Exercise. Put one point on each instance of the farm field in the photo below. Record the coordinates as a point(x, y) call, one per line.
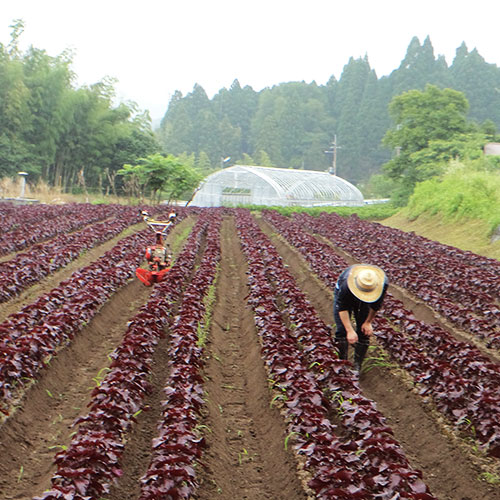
point(223, 380)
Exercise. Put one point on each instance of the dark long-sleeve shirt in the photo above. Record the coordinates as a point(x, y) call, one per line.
point(345, 300)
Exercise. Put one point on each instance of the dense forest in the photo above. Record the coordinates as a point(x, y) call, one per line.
point(291, 125)
point(75, 138)
point(79, 138)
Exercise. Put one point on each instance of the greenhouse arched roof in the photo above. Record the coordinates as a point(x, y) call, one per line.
point(254, 185)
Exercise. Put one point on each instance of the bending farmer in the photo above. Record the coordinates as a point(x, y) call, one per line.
point(359, 292)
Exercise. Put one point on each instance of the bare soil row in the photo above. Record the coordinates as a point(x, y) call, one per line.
point(247, 455)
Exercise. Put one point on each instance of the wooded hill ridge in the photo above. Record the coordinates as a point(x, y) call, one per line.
point(292, 124)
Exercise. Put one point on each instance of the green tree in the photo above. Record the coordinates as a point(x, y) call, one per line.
point(158, 174)
point(421, 117)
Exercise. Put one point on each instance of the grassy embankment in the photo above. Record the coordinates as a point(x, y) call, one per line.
point(461, 209)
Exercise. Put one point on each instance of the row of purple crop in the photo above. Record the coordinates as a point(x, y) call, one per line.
point(92, 461)
point(29, 337)
point(25, 225)
point(461, 380)
point(461, 286)
point(178, 448)
point(43, 259)
point(366, 462)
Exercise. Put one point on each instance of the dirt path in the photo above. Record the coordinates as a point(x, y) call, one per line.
point(246, 456)
point(448, 469)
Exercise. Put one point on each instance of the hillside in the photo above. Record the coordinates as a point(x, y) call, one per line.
point(471, 235)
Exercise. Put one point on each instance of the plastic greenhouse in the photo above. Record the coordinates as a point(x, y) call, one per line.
point(250, 185)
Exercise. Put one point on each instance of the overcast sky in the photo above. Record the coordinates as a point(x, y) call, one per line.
point(154, 47)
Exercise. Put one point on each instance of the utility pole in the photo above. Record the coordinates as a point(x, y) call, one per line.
point(333, 151)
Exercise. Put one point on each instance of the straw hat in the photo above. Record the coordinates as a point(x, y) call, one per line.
point(366, 282)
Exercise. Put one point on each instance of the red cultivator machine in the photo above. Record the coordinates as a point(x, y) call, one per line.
point(157, 255)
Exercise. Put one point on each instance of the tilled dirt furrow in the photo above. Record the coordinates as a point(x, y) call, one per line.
point(30, 294)
point(43, 423)
point(449, 470)
point(246, 456)
point(45, 418)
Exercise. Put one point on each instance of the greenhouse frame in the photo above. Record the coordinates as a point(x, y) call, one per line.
point(269, 186)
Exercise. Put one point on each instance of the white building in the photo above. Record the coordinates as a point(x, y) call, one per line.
point(251, 185)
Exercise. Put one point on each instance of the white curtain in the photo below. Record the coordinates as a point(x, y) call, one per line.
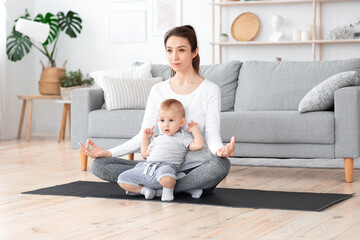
point(2, 64)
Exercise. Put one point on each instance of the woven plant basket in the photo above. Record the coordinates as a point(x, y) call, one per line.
point(245, 27)
point(49, 83)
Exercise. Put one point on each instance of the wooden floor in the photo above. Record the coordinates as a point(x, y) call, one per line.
point(43, 162)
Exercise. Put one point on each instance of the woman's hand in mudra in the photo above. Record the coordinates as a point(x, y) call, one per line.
point(96, 152)
point(228, 150)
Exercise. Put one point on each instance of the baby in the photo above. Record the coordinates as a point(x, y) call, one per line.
point(164, 155)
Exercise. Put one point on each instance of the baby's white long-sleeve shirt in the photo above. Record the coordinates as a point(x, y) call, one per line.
point(203, 106)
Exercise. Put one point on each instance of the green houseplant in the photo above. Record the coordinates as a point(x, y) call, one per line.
point(72, 80)
point(356, 27)
point(19, 45)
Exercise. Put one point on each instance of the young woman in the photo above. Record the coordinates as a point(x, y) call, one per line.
point(201, 99)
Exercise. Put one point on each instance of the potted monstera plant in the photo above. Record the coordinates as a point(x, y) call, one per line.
point(19, 45)
point(73, 80)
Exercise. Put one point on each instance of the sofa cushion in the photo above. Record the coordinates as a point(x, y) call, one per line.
point(114, 124)
point(278, 127)
point(224, 75)
point(130, 72)
point(321, 97)
point(127, 93)
point(266, 86)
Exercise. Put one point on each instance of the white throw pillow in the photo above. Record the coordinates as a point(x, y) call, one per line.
point(321, 97)
point(127, 93)
point(143, 71)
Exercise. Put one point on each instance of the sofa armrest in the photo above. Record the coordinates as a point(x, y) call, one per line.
point(347, 122)
point(83, 101)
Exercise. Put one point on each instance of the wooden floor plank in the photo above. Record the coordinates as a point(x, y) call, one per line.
point(43, 162)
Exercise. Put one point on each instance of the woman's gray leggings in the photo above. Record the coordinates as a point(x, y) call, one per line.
point(205, 176)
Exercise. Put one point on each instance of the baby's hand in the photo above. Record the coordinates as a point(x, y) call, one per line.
point(193, 126)
point(148, 132)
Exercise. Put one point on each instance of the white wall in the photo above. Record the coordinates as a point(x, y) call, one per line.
point(92, 50)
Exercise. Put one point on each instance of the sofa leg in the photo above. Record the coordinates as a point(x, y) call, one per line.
point(83, 160)
point(348, 165)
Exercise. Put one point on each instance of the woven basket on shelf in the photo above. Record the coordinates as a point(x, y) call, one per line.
point(245, 27)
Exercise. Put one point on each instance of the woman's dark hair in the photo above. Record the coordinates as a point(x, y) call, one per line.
point(189, 33)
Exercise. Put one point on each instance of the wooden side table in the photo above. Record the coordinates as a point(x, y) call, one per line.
point(28, 100)
point(66, 112)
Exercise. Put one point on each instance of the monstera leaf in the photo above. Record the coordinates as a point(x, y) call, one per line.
point(17, 46)
point(71, 23)
point(50, 19)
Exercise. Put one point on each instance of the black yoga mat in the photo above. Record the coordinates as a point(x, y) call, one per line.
point(225, 197)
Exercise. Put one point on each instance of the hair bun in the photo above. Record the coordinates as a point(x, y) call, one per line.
point(189, 27)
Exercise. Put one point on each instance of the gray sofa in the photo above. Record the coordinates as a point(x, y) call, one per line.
point(259, 107)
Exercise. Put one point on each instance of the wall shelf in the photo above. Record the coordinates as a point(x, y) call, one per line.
point(286, 42)
point(316, 42)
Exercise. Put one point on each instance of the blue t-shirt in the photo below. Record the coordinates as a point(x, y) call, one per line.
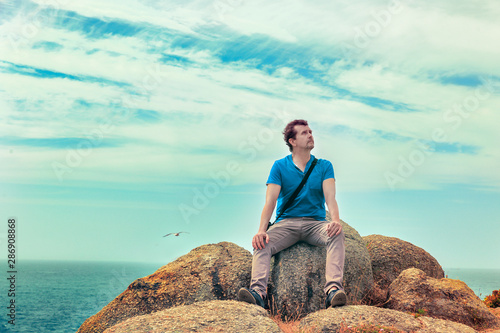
point(310, 202)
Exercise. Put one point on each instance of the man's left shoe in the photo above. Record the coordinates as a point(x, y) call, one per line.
point(335, 297)
point(251, 296)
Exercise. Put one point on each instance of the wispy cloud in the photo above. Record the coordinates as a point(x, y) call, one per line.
point(188, 84)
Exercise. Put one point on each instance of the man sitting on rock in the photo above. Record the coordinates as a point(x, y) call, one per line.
point(303, 219)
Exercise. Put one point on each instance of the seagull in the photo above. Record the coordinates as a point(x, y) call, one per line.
point(176, 233)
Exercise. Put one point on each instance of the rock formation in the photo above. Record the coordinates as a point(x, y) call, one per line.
point(439, 298)
point(333, 319)
point(196, 292)
point(209, 272)
point(298, 276)
point(390, 256)
point(208, 316)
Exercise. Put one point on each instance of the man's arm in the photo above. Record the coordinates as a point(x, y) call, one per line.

Short exercise
Output again, unchanged, the part of the rows above that opens with the line containing "Exercise. Put one point on each instance of the wispy" and closes with the line containing "point(208, 316)", both of those lines included.

Reply
Exercise. Put one point on each instance of the wispy cloud in the photo above. Record the coordinates as a point(x, y) call, one per line.
point(188, 84)
Exercise. Put one point on each instance of the man sitting on rock in the photo above. Record the coordinates as a point(x, y) call, one per line.
point(303, 219)
Exercise. Put one point on each instance of the seagull in the photo above. Record the coordinates as a point(x, y) call, one per line.
point(176, 233)
Exercise. Put one point on each instance of the rock formation in the photo above. Record the coordinates as a point(x, y) call, one per line.
point(439, 298)
point(333, 319)
point(196, 292)
point(209, 272)
point(298, 276)
point(390, 256)
point(208, 316)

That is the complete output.